◆ **What is expected**:
Please count the lines in the records below that contain the string "rock" and give only that number.

◆ **Data for this task**:
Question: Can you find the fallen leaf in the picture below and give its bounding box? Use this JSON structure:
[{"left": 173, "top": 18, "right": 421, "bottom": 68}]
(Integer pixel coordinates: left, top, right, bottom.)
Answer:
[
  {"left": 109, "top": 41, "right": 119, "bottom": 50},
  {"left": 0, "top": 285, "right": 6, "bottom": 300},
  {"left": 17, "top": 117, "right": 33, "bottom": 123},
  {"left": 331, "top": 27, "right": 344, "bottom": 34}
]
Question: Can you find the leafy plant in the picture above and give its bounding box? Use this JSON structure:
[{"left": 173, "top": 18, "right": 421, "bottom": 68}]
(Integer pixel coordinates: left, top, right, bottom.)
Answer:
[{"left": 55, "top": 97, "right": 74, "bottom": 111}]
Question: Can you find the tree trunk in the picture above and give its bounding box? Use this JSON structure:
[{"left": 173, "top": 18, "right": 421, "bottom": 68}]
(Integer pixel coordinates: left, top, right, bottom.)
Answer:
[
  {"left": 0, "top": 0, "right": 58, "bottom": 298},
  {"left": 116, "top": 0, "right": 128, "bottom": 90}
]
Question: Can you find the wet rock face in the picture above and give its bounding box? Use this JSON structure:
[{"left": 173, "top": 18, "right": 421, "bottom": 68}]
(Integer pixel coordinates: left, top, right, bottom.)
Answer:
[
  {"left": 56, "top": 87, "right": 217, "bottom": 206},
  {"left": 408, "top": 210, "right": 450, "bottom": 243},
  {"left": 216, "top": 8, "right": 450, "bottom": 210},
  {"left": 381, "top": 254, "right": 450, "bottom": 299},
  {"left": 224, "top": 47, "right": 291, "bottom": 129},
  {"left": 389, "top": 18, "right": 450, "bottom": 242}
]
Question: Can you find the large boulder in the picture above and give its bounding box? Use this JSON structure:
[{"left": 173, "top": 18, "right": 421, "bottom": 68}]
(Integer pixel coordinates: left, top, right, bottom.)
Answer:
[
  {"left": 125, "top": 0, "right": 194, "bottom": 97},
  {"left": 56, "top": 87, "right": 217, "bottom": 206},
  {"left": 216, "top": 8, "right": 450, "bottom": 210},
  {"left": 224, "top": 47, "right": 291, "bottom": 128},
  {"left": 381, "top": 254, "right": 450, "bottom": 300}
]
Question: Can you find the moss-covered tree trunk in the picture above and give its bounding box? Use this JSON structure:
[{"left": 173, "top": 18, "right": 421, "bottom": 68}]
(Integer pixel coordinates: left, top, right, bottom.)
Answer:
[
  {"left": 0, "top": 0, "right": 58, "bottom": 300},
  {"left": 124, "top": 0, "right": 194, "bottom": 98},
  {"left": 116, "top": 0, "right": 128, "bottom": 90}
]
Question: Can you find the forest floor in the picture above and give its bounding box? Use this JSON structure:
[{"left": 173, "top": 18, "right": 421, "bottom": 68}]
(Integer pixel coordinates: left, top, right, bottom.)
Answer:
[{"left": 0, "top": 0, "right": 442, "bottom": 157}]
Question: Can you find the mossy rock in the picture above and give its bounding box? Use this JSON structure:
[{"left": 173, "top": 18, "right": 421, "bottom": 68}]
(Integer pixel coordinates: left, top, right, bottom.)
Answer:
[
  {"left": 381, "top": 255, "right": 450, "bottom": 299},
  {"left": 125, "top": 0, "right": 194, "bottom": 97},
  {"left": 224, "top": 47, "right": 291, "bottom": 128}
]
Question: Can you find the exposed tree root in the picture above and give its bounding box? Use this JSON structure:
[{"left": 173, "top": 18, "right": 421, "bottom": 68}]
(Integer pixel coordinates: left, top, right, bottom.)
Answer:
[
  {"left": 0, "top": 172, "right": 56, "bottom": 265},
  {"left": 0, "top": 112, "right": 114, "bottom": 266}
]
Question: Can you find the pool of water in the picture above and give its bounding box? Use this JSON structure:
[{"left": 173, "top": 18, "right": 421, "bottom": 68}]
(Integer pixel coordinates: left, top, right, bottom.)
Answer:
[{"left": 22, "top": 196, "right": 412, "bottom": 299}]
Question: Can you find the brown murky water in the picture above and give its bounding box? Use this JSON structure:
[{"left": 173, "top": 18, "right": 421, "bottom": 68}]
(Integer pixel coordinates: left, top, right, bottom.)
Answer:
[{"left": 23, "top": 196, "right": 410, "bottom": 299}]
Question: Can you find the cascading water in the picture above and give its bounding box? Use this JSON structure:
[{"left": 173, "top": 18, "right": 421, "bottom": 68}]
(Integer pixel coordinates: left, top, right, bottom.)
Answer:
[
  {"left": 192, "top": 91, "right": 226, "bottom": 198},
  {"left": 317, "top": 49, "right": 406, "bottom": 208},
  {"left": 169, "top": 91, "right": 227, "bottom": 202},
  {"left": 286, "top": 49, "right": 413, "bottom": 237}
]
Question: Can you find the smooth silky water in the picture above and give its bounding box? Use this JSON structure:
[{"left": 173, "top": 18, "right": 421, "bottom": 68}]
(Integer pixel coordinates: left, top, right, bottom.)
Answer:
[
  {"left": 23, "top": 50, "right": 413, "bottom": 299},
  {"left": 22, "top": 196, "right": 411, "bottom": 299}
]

◆ **Complete response**:
2